──────── INPUT FOR THIS TASK ────────

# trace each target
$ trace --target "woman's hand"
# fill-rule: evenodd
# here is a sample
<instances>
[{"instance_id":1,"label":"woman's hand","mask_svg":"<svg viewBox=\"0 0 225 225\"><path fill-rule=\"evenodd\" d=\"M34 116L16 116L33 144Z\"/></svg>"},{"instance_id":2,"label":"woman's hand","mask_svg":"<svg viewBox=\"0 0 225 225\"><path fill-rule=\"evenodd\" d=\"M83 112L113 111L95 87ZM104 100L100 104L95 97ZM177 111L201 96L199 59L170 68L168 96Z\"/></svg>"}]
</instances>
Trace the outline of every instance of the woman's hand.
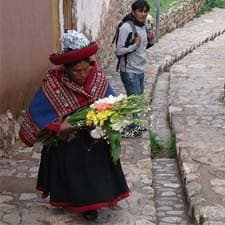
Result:
<instances>
[{"instance_id":1,"label":"woman's hand","mask_svg":"<svg viewBox=\"0 0 225 225\"><path fill-rule=\"evenodd\" d=\"M75 129L75 127L72 126L68 122L68 119L66 118L65 120L63 120L63 122L61 123L61 125L59 127L59 133L69 133L69 132L73 131L74 129Z\"/></svg>"},{"instance_id":2,"label":"woman's hand","mask_svg":"<svg viewBox=\"0 0 225 225\"><path fill-rule=\"evenodd\" d=\"M61 139L66 140L66 139L68 139L70 137L70 134L72 134L76 130L77 130L77 127L71 125L68 122L68 118L66 118L66 119L63 120L63 122L61 123L61 125L59 127L58 136Z\"/></svg>"}]
</instances>

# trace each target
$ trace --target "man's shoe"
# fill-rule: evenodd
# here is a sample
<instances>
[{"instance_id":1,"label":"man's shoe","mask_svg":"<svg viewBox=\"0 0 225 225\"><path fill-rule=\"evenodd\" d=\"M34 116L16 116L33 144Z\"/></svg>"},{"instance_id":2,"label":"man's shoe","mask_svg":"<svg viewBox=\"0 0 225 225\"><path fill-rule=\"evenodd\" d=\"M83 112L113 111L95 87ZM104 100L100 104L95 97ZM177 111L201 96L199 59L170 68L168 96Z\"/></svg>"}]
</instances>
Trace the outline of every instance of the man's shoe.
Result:
<instances>
[{"instance_id":1,"label":"man's shoe","mask_svg":"<svg viewBox=\"0 0 225 225\"><path fill-rule=\"evenodd\" d=\"M142 135L142 132L146 130L147 129L144 127L140 127L136 124L130 124L125 128L124 132L122 133L122 137L140 137Z\"/></svg>"},{"instance_id":2,"label":"man's shoe","mask_svg":"<svg viewBox=\"0 0 225 225\"><path fill-rule=\"evenodd\" d=\"M134 130L132 137L140 137L141 135L142 135L142 131L141 130Z\"/></svg>"},{"instance_id":3,"label":"man's shoe","mask_svg":"<svg viewBox=\"0 0 225 225\"><path fill-rule=\"evenodd\" d=\"M139 131L147 131L147 128L138 126L138 130L139 130Z\"/></svg>"}]
</instances>

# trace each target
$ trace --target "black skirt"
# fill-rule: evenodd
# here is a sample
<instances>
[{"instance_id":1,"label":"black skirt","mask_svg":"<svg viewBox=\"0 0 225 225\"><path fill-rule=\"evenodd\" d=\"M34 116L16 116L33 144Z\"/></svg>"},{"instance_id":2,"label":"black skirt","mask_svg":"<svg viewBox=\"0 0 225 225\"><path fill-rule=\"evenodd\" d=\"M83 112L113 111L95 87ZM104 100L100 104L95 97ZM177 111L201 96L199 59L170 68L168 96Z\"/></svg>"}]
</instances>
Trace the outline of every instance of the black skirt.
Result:
<instances>
[{"instance_id":1,"label":"black skirt","mask_svg":"<svg viewBox=\"0 0 225 225\"><path fill-rule=\"evenodd\" d=\"M120 161L112 162L110 145L93 142L86 131L70 142L43 147L37 189L43 197L50 195L53 206L74 212L114 206L129 195Z\"/></svg>"}]
</instances>

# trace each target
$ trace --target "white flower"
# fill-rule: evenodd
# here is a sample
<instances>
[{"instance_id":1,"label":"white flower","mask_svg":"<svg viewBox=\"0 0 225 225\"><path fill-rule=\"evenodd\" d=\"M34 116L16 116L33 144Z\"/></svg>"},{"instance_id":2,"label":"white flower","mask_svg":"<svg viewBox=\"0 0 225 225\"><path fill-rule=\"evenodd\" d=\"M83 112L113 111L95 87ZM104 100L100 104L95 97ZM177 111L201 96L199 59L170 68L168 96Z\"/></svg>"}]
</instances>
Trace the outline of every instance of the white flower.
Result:
<instances>
[{"instance_id":1,"label":"white flower","mask_svg":"<svg viewBox=\"0 0 225 225\"><path fill-rule=\"evenodd\" d=\"M110 97L110 96L109 96ZM113 102L112 104L121 101L122 99L127 98L126 95L120 94L117 97L114 97L111 101Z\"/></svg>"},{"instance_id":2,"label":"white flower","mask_svg":"<svg viewBox=\"0 0 225 225\"><path fill-rule=\"evenodd\" d=\"M95 139L100 139L105 136L105 133L101 127L96 127L94 130L91 131L91 136Z\"/></svg>"},{"instance_id":3,"label":"white flower","mask_svg":"<svg viewBox=\"0 0 225 225\"><path fill-rule=\"evenodd\" d=\"M130 122L127 120L123 121L117 121L113 124L111 124L111 127L115 131L119 131L120 133L123 131L123 129L129 124Z\"/></svg>"},{"instance_id":4,"label":"white flower","mask_svg":"<svg viewBox=\"0 0 225 225\"><path fill-rule=\"evenodd\" d=\"M147 30L152 30L154 28L154 24L155 24L155 19L150 14L148 14L145 21L145 26Z\"/></svg>"},{"instance_id":5,"label":"white flower","mask_svg":"<svg viewBox=\"0 0 225 225\"><path fill-rule=\"evenodd\" d=\"M117 102L120 102L122 99L124 98L127 98L126 95L124 94L120 94L119 96L115 97L115 96L112 96L112 95L109 95L108 97L105 97L105 98L100 98L98 99L97 101L95 101L96 104L104 104L104 103L107 103L107 104L115 104ZM94 104L90 105L91 108L95 108Z\"/></svg>"}]
</instances>

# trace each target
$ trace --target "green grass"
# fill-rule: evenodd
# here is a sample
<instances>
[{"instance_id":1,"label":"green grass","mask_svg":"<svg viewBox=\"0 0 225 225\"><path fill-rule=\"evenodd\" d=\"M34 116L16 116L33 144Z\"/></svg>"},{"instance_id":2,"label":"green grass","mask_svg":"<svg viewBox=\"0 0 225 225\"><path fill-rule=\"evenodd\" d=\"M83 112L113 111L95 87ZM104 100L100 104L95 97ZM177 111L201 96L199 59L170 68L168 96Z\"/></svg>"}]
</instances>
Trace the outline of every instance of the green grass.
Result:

────────

# ACTIVITY
Beginning at the first line of the data above, retype each line until you reach the line containing "Trace the outline of every instance of the woman's", and include that one too. Add nothing else.

# WRITTEN SOLUTION
# trace each target
$ trace --target "woman's hand"
# fill-rule: evenodd
# here is a sample
<instances>
[{"instance_id":1,"label":"woman's hand","mask_svg":"<svg viewBox=\"0 0 225 225\"><path fill-rule=\"evenodd\" d=\"M34 116L16 116L33 144Z\"/></svg>"},{"instance_id":2,"label":"woman's hand","mask_svg":"<svg viewBox=\"0 0 225 225\"><path fill-rule=\"evenodd\" d=\"M83 112L113 111L95 87ZM104 100L100 104L95 97ZM177 111L201 96L199 59L170 68L168 96Z\"/></svg>"}]
</instances>
Trace the outline of every instance of the woman's hand.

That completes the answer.